BEGIN

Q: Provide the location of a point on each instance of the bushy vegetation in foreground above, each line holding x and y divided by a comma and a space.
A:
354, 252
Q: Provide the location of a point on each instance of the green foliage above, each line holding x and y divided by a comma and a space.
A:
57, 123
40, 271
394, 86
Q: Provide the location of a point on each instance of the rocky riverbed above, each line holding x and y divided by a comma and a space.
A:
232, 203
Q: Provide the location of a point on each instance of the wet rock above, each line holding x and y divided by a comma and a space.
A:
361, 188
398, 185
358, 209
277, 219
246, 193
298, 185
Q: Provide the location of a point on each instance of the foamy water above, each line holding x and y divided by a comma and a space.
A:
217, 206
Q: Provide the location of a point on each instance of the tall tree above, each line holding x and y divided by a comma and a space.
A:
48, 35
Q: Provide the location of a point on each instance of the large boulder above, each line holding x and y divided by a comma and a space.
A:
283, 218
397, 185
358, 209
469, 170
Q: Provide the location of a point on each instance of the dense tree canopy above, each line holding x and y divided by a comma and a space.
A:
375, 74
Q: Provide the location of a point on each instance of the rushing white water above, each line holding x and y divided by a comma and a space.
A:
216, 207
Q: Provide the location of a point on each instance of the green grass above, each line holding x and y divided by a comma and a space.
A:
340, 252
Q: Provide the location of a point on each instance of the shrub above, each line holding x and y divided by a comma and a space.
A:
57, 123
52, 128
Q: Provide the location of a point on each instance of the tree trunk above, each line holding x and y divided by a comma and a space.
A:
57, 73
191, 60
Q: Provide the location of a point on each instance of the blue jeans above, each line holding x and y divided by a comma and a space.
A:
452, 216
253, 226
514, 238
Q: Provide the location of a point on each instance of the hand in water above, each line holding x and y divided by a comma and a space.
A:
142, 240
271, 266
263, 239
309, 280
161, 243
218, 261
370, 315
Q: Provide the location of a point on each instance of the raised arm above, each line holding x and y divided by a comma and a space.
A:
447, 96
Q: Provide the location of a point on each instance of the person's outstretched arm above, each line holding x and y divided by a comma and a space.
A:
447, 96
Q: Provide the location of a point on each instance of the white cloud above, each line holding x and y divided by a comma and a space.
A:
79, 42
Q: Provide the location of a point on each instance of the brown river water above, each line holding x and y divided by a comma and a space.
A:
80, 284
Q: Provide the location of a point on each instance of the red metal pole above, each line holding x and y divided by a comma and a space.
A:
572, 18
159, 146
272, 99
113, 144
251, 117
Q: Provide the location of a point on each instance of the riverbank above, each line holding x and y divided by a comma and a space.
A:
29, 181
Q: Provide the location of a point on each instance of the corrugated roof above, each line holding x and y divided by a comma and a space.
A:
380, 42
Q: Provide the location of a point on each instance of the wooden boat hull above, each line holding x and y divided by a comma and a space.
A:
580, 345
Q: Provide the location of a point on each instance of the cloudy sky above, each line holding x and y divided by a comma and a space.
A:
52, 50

END

Return the lines of the listing above exactly as they appear, starting with the first and stopping after the line that holds "the green grass".

**Written response**
Q: Provide the location of a point on each instance of the bushy vegetation in foreground above, each line holding x and y divided by a comma and a space.
A:
354, 252
Q: Provide the location of a point on each instance of the green foliage above, each line holding x and y divided by a comma and a space.
A:
57, 123
40, 271
394, 86
Q: Provide the location of a point on each instance of the rocky riverbed above, each line holding x and y divided by a comma and a space.
A:
232, 203
Q: Provide the location of a point on each instance of the wet rock above, each line holding x and y divided by a comma and a space.
A:
361, 188
398, 185
358, 209
277, 219
246, 193
298, 185
Q: Provide the location of a point on each instance of the foamy water above, each line holding x and y divided by a comma and a space.
A:
217, 206
Q: Provide the location of a point on each instance of the tall tree above, each line holding x and y divided by a comma and a space.
A:
48, 35
Q: Provide the location of a point on each instance of the large boulder above, each line holding x and y divided by a comma and a space.
A:
283, 218
397, 185
358, 209
469, 170
Q: Provide the location of a point on each instance of the dense tree canopy above, each line holding x and y divided by a comma and a space.
A:
375, 74
Q: Provide the location of a point on each instance of the rushing white water above, each line holding x and y divided by a comma and a space.
A:
216, 207
Q: Provide the location of a point on each instance of the green grass above, each line holding x and y divided by a comma and a space.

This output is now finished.